Environmental science

Number of credits: 40

Entry requirements: None


This module aims to provide the student with an understanding of ecological and physical processes, of the impact of man on these processes and with an appreciation of the key concept of sustainability. The module also aims to develop skills of analysis, synthesis and evaluation appropriate to subsequent degree work.

Intended learning outcomes

Assessable outcomes

By the end of the module it is expected that the student will be able to:

  • explain ecological principles including energy flow, biogeochemical cycling, population dynamics
  • outline Earth's history
  • discuss factors influencing human population size
  • recognise the impact of man on the natural environment
  • recognise the significance of sustainability.

Additional outcomes

Students will have the opportunity to

  • enhance their library, IT and language skills
  • improve their skills of analysis, evaluation and presentation of researched material.
Outline content

The module follows three themes. Firstly, ecology, the study of the interrelationships between living organisms and their physical environment. Secondly, the impact of man on these natural processes, for example, population explosion, global warming, depletion of the of stratospheric ozone layer, desertification, deforestation, threats to biodiversity and water pollution. Finally the course explores the concept of sustainability and the influence of economics and politics on environmental issues.
· · ·
▶ [Exercise 1]
In the module description, rewrite the passage from "Intended learning outcomes" up to and including "significance of sustainability.", replacing "discuss" with "describe".
▶ [Exercise 2]
Answer these questions from the module description:
(a) How many credits is the module worth?
(b) What are the entry requirements?
(c) What are the module's three themes?
· · ·
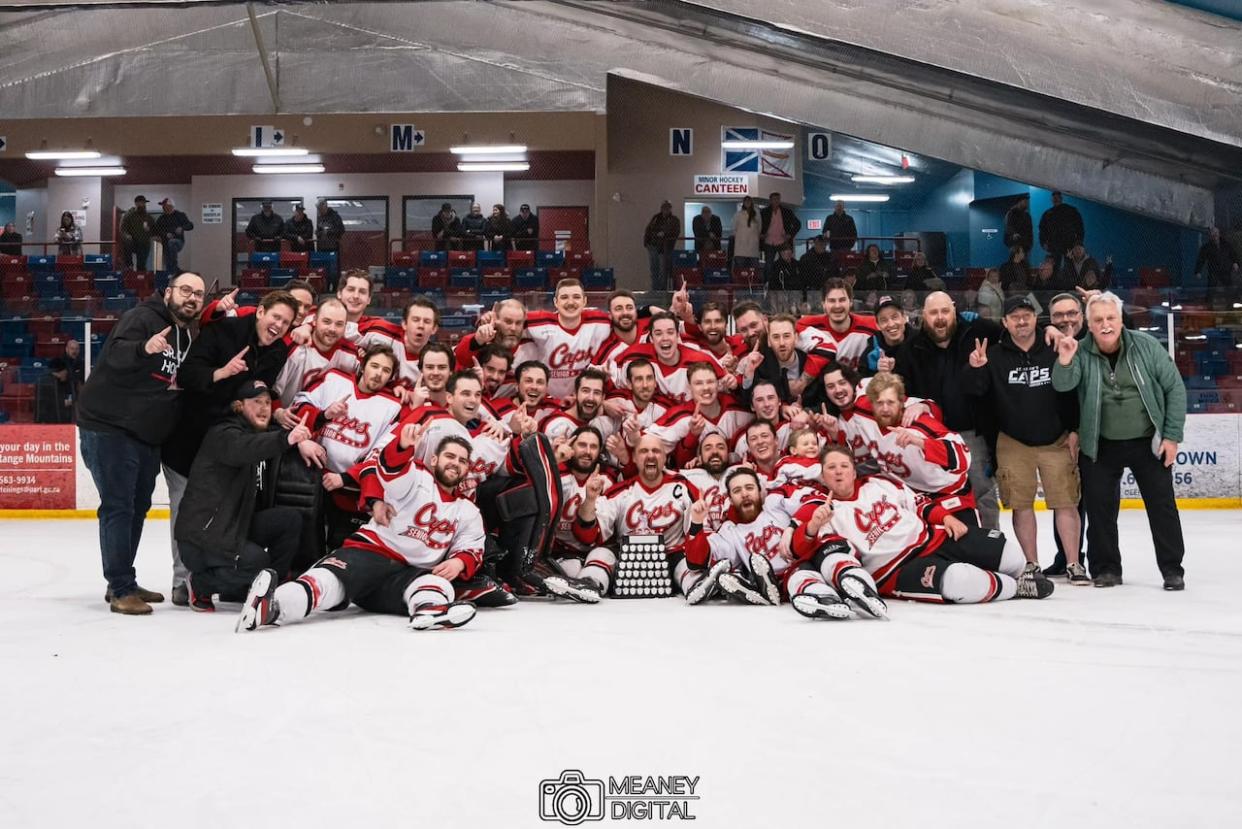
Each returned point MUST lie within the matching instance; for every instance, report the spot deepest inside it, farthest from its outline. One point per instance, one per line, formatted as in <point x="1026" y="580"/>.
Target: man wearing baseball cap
<point x="224" y="541"/>
<point x="1037" y="439"/>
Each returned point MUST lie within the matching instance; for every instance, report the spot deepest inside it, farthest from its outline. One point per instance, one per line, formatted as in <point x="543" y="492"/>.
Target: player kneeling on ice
<point x="913" y="549"/>
<point x="403" y="561"/>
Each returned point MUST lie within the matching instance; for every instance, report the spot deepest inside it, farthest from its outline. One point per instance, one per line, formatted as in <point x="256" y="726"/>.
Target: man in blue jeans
<point x="126" y="410"/>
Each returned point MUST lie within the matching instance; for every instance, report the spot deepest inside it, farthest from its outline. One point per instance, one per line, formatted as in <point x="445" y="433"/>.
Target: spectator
<point x="10" y="241"/>
<point x="135" y="234"/>
<point x="299" y="230"/>
<point x="525" y="229"/>
<point x="499" y="229"/>
<point x="660" y="239"/>
<point x="1017" y="225"/>
<point x="816" y="267"/>
<point x="1061" y="228"/>
<point x="1133" y="409"/>
<point x="707" y="230"/>
<point x="1217" y="260"/>
<point x="1079" y="270"/>
<point x="776" y="233"/>
<point x="170" y="228"/>
<point x="991" y="295"/>
<point x="840" y="229"/>
<point x="55" y="393"/>
<point x="473" y="228"/>
<point x="68" y="236"/>
<point x="932" y="364"/>
<point x="127" y="409"/>
<point x="1037" y="439"/>
<point x="922" y="274"/>
<point x="1015" y="270"/>
<point x="745" y="235"/>
<point x="876" y="271"/>
<point x="265" y="229"/>
<point x="224" y="540"/>
<point x="446" y="226"/>
<point x="328" y="233"/>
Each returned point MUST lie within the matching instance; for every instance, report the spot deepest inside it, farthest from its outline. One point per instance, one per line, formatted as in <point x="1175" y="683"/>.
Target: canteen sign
<point x="727" y="184"/>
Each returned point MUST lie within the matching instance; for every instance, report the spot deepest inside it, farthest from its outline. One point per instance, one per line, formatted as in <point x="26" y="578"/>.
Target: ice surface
<point x="1094" y="707"/>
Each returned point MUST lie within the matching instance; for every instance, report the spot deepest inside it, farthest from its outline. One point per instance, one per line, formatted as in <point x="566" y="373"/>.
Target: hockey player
<point x="912" y="549"/>
<point x="403" y="561"/>
<point x="565" y="341"/>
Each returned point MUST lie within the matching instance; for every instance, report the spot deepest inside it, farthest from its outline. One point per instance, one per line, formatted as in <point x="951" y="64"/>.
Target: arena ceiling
<point x="1135" y="103"/>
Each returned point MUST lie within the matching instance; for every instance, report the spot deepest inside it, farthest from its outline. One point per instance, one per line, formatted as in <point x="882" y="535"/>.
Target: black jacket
<point x="1019" y="387"/>
<point x="208" y="403"/>
<point x="789" y="220"/>
<point x="133" y="392"/>
<point x="221" y="492"/>
<point x="935" y="373"/>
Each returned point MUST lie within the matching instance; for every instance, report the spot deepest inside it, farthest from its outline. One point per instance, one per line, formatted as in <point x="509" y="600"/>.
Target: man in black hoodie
<point x="1036" y="430"/>
<point x="222" y="540"/>
<point x="127" y="409"/>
· · ·
▶ [Written reply 1]
Intended learning outcomes

Assessable outcomes

By the end of the module it is expected that the student will be able to:

  • explain ecological principles including energy flow, biogeochemical cycling, population dynamics
  • outline Earth's history
  • describe factors influencing human population size
  • recognise the impact of man on the natural environment
  • recognise the significance of sustainability.

▶ [Written reply 2]
(a) 40 credits.
(b) None.
(c) Ecology; the impact of man on natural processes; and the concept of sustainability together with the influence of economics and politics on environmental issues.